As many of  you know my golf is not a thing of beauty – although my now cramped, constipated backswing was at one time a fair imitation of the real thing (roughly half a century ago) – and I never harboured hopes of being a professional.  At one Dinah Shore tournament, in the press room, somebody, an American, assumed that Elspeth Burnside, a Scot with a work ethic way beyond my ken and I were professionals manquées.  We looked at each other, laughed and said, “No,” in unison.

In my day – is it really no longer my day even though I’m still on the right side of the sod and breathing? – even the best women golfers on my side of the Atlantic didn’t think that becoming a professional was a sensible option.  It was tough having to go to America and fit in there.  Even getting a card was a huge achievement, not least because there was no sense that golf was a universal game, it was an all-American well-nigh closed shop.  Changed times.  It’s still tough but the LPGA has learned to embrace the world.

This year it is the 45th anniversary of the start of what is now the LET (Ladies European Tour).  It has been through numerous iterations since then but by several miracles it is still going, a tribute to its founders and their determination and inspiration.

Last weekend Mo and I headed to Suffolk, not a county either of us knows well, to Thorpeness, just south of Sizewell, of nuclear power station fame and just north of Aldeburgh, of Benjamin Britten fame.  On the way there, on a lovely day, we drove through lots of villages awash with thatched buildings (and signs saying ‘No to Sizwell C’, ‘Nuclear Power is Not Clean Power’, that sort of thing).  It was delightful.  And what we were heading for was even more delightful.

Maggie Hambling’s sculpture Scallop on the ‘beach’ – North Sea shingle – between Thorpeness and Aldeburgh

We’d been invited to a get-together to celebrate the founding of the tour and it was a joy.  Even those of us who hadn’t seen each other for years found that there was an amazingly strong connection, a bond.  We’d shared so many experiences, fought the same corner, had so much fun – and all because of a silly game called golf.  Not so silly when you consider the people it brings together.

Liz Kahn, Lewine Mair and I were there, not as golfers – although Lewine, who stopped playing golf with her sons when they started to outdrive her (and keep their drives on the fairway), did turn pro at one stage – but as chroniclers of people who could play golf.  We and many others made a living reporting on the game and, there’s no denying it, we had a great time doing so and made many friends – and pissed off a few people, though always trying to spell their names right and get most of the facts right.

Liz, out in front as ever, on her 89th birthday, preparing for the photo call.

Mo and I didn’t play golf but left that to others and did a bit of exploring instead, rather snootily wondering where the sand was as we tramped alongside the shingle that constitutes the beach in these eastern parts.  Even in the rain Aldeburgh was a delight and well worth the journey.  As were the people.

What golf’s all about: friends having a round together.

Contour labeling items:
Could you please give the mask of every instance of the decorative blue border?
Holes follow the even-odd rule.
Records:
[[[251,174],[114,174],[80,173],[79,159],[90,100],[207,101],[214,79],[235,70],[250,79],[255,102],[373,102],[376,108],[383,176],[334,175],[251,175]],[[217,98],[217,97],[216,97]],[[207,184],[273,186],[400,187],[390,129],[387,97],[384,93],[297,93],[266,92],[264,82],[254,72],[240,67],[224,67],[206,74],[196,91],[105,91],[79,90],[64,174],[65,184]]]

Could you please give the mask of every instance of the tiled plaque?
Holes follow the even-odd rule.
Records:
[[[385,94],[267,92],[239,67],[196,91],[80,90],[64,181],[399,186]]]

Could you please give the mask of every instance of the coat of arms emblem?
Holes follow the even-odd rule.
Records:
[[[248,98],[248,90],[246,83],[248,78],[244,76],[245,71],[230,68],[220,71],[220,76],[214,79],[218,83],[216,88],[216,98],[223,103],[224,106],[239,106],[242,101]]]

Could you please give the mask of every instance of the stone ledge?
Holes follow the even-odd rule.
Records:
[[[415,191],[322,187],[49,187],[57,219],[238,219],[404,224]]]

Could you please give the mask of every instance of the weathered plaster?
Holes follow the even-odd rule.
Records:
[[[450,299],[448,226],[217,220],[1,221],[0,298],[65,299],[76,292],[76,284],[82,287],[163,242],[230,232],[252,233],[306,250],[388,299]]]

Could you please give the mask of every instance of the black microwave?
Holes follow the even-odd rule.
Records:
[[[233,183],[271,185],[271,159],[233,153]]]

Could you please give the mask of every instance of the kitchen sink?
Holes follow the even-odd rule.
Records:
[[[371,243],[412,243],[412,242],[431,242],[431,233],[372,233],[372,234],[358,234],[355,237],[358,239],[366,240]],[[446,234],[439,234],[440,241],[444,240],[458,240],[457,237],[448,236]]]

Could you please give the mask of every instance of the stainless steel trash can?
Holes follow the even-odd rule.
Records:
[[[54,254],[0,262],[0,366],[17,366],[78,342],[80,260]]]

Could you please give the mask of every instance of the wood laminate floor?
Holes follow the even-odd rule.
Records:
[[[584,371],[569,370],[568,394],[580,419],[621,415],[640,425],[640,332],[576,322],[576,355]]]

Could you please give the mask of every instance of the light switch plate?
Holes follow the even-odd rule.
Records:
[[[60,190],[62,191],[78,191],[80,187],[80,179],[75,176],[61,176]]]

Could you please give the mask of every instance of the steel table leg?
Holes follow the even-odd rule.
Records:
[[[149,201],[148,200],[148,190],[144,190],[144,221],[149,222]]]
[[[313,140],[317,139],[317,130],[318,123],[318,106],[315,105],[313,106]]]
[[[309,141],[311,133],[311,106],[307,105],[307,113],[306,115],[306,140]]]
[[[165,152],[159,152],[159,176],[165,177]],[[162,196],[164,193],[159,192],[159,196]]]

* _Directives_
1. Print the passage from the post about the golf tour reunion, starting with "Liz, out in" and going on through "were the people.".
2. Count the rows that contain the string "steel", treating case as significant, and reply with the number alone.
The post about the golf tour reunion and the rows have nothing to do with each other.

* _Responses_
1.
Liz, out in front as ever, on her 89th birthday, preparing for the photo call.

Mo and I didn’t play golf but left that to others and did a bit of exploring instead, rather snootily wondering where the sand was as we tramped alongside the shingle that constitutes the beach in these eastern parts.  Even in the rain Aldeburgh was a delight and well worth the journey.  As were the people.

2. 2